- _INSTRUCTION_: Would you quote every one of the records below verbatim, line for line?
%%
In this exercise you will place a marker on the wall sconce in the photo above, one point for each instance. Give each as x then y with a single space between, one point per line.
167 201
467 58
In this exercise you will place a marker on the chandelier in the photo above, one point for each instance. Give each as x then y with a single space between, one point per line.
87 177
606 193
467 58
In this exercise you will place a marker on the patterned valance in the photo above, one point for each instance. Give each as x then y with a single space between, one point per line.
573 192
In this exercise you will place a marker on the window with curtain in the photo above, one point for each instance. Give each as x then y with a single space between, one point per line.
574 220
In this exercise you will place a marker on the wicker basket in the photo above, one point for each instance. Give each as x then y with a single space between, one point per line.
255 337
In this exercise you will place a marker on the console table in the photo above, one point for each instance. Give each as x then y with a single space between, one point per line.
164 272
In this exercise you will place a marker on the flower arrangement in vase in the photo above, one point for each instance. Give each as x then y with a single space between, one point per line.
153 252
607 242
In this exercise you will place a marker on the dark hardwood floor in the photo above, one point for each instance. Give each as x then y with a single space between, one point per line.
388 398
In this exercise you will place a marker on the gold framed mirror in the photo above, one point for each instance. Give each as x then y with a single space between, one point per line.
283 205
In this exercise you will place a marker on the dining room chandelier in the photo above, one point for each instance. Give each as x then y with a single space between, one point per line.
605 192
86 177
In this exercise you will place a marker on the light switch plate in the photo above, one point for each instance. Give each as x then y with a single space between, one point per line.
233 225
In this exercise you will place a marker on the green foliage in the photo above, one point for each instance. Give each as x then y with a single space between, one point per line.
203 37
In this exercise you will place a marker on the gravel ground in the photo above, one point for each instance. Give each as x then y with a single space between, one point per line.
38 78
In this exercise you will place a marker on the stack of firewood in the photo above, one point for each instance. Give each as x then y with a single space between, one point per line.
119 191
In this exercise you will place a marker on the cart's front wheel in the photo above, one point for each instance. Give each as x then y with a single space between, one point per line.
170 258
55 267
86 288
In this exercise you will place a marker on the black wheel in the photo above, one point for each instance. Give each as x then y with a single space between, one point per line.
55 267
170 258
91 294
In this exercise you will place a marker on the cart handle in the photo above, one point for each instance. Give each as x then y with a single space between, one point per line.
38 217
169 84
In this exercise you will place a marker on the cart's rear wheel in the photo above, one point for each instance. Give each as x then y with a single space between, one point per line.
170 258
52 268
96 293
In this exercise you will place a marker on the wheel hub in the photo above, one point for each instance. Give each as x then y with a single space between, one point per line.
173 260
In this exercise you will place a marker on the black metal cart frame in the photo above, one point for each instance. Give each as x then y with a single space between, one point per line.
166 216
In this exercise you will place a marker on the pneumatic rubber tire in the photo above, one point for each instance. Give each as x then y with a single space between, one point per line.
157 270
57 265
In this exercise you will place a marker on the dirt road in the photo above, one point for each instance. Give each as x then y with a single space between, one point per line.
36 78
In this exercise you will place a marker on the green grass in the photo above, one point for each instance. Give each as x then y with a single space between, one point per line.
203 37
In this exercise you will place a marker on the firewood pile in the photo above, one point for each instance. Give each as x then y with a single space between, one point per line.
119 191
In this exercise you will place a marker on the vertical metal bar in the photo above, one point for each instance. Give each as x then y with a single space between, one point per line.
%%
- _RESULT FOR THIS TASK_:
In this exercise you will place a marker on the wall sconce in the photo above, one point for each instance. Give each as x then y with a single space between, one point per line.
167 201
467 58
In this exercise you will place a marker on the chandelier in the photo above, one point for each instance. Give each as x then y with a single space between, one point per line.
87 177
606 193
467 58
In this exercise you will place a marker on the patterned valance in the photo above, one point for each instance. Give each as x then y with a single space between, one point per line.
573 192
In this exercise you will place a marker on the window with curtain in the photo above, one point for each instance. Give each as x then y with a single space between, one point per line.
574 220
In this exercise you will place a marker on the wicker basket in the photo above, one point for each instance. Give each as x then y with a single space between, one point per line.
255 337
In this exercise you will place a marker on the console table in the photo above, one point for each instance. Give each as x then y with a single space between, one point per line.
164 272
In this exercise you will place a marker on the flower arrangement in vase in the photo above, one point for each instance. Give each as x then y with a single space between, one point per line.
153 252
607 242
In this exercise you will place a marker on the dark hardwood floor in the photo above, one point for each instance. Give each as x then y with a single space between, one point per line.
388 398
In this exercise you will place a marker on the gold framed mirror in the photo above, one point for each instance. Give each as x then y with a single space between, one point per line.
283 205
In this exercise you will place a marker on the dining room chandelier in the photo above, one point for each instance. Give each as x then y with a single space between, one point per line.
605 192
86 177
In this exercise you will place a marker on the light switch plate in the photo above, one point for each instance. Give each as x then y with a single space between, one point per line.
233 225
In this exercise you will place a marker on the green foliage in the photo above, one point for each instance. Give each as x then y with a single space between, one point per line.
203 37
In this exercise you will place a marker on the gravel ground in the photo above, one point for each instance. Give each as x then y with a single space between, one point per line.
38 78
In this exercise you will place a marker on the stack of firewood in the photo above, one point for each instance. Give each as x then y with a single space between, one point per line.
119 191
In this exercise you will place a marker on the cart's front wheel in the photo above, one point for each instance. Give each as x then y with a single space between, one point per line.
170 258
55 267
86 288
In this exercise you will place a marker on the black wheel in the photo above, one point for each instance. Give each as x then y with a single space between, one point per line.
55 267
170 258
91 294
In this exercise you will place a marker on the cart handle in the photo above, one point for each instance. Give each as x then y with a single space between, one point per line.
38 217
169 84
In this exercise you will place a marker on the cart's rear wheel in the photo above, one point for each instance. Give each as x then y with a single space between, one point per line.
170 258
52 268
96 293
In this exercise you will place a marker on the wheel hub in the photo above, one point for each instance. Give each as x then y with a single space between, one point per line.
173 260
In this exercise you will place a marker on the black metal cart frame in the photo above, one point for each instance. Give each as x then y with a single space between, one point per line.
166 216
In this exercise you will place a marker on the pneumatic rubber tire in the photo above, one point for each instance. Give each as x then y with a single space between, one point per line.
157 270
57 265
In this exercise you will place a marker on the dirt road in the photo above, one point for each instance. Give each as x then y with a single space between, one point per line.
36 78
In this exercise you will place a marker on the green grass in the photo above, one point for each instance. Give each as x then y with a single space between, one point per line.
203 37
In this exercise you will place a marker on the firewood pile in the photo above, one point for each instance. Give each as x then y with a single space between, one point per line.
119 191
In this exercise you will place a marker on the vertical metal bar in the photo above, one point for each instance. Give each as x then y with a single space between, one point per line.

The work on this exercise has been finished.